• [OBJECTIVE] Copy the part of the hearing transcript that opens with the words "Neither training nor" and closes with "State of California.", replacing each "Representative" with "Member".

• [PASSAGE SHOWN]
-- begin --
Therefore, I pledge, as chairman of this subcommittee, that we will move forward and try to pass a national manpower bill this year and that in our efforts to streamline and rationalize the myriad of manpower services, we will not overlook the unique individual capabilities and needs of each American.

Neither training nor employment is an end in itself. Our goal is to make it possible for all who wish to be employed to work at an occupation of their choice with complete dignity.

This morning, before we call our first witness, I would like to introduce to the witnesses as well as the guests, in the audience my colleagues who have traveled from Washington to conduct this hearing with me.

To my immediate right is the Honorable James O'Hara, a Representative in Congress from your own State, who serves with me on this subcommittee.

To my left, Mr. William Ford, also of Michigan. Immediately in front of me to the right is Mr. Steiger, a Representative in Congress from the State of Wisconsin. Alongside him is Mr. Augustus Hawkins, a Representative in Congress from the State of California.

Our first witness this morning, whom I am pleased to welcome as the leading citizen of this great city of Detroit, the Honorable Roman Gribbs.

STATEMENT OF HON. ROMAN GRIBBS, MAYOR, THE CITY OF DETROIT, MICH.; ACCOMPANIED BY LEON SHEARER, DIRECTOR, BUREAU OF MANPOWER AND CAREER DEVELOPMENT; MILTON ROWHER, ASSISTANT DIRECTOR; AND JOSEPH TUMA, COMMUNITY RENEWAL FROGRAM, WAYNE STATE UNIVERSITY

Mayor GRIBBS. Thank you, Mr. Chairman.

Distinguished colleagues and Congressmen and guests: I welcome the opportunity to appear this morning and to present a few remarks. I would like, Mr. Chairman, to thank you for this opportunity and to also introduce briefly if I may the persons to my left and to my right.
-- end --
Data listing
-- begin --
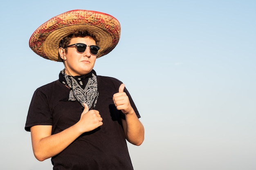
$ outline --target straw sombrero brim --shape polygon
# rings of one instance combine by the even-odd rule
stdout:
[[[58,57],[61,40],[79,30],[86,30],[95,36],[97,45],[100,47],[97,55],[99,58],[116,46],[120,39],[121,26],[117,20],[106,13],[85,10],[70,11],[39,26],[29,39],[29,47],[41,57],[61,61]]]

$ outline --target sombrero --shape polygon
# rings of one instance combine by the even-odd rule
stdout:
[[[121,33],[120,23],[113,16],[103,13],[85,10],[66,12],[52,18],[32,34],[29,45],[35,53],[45,59],[60,62],[60,42],[76,31],[87,30],[94,35],[100,47],[97,57],[110,52],[116,46]]]

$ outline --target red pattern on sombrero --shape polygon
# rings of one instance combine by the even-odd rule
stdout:
[[[61,40],[76,30],[83,29],[92,32],[99,40],[97,45],[101,49],[97,57],[110,52],[120,39],[120,23],[114,17],[99,12],[76,10],[53,17],[42,24],[31,36],[29,46],[45,58],[60,61],[58,51]]]

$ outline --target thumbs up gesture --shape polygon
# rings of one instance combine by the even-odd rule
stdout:
[[[124,113],[127,115],[130,113],[133,109],[128,96],[124,92],[125,86],[124,84],[121,84],[120,86],[118,93],[113,95],[113,101],[117,110],[121,110]]]

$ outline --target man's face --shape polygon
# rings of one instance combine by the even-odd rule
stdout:
[[[90,52],[88,46],[96,45],[95,41],[90,37],[73,38],[69,45],[76,43],[83,43],[87,45],[83,53],[79,53],[75,46],[68,47],[67,53],[63,53],[62,49],[59,49],[61,56],[64,60],[66,68],[65,73],[68,75],[73,76],[83,75],[90,73],[94,66],[96,60],[96,55]]]

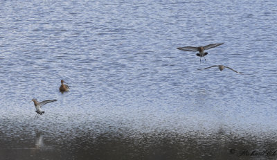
-- end --
• [RESULT BELOW]
Neither training nor employment is an end in itself. Our goal is to make it possible for all who wish to be employed to work at an occupation of their choice with complete dignity.

This morning, before we call our first witness, I would like to introduce to the witnesses as well as the guests, in the audience my colleagues who have traveled from Washington to conduct this hearing with me.

To my immediate right is the Honorable James O'Hara, a Member in Congress from your own State, who serves with me on this subcommittee.

To my left, Mr. William Ford, also of Michigan. Immediately in front of me to the right is Mr. Steiger, a Member in Congress from the State of Wisconsin. Alongside him is Mr. Augustus Hawkins, a Member in Congress from the State of California.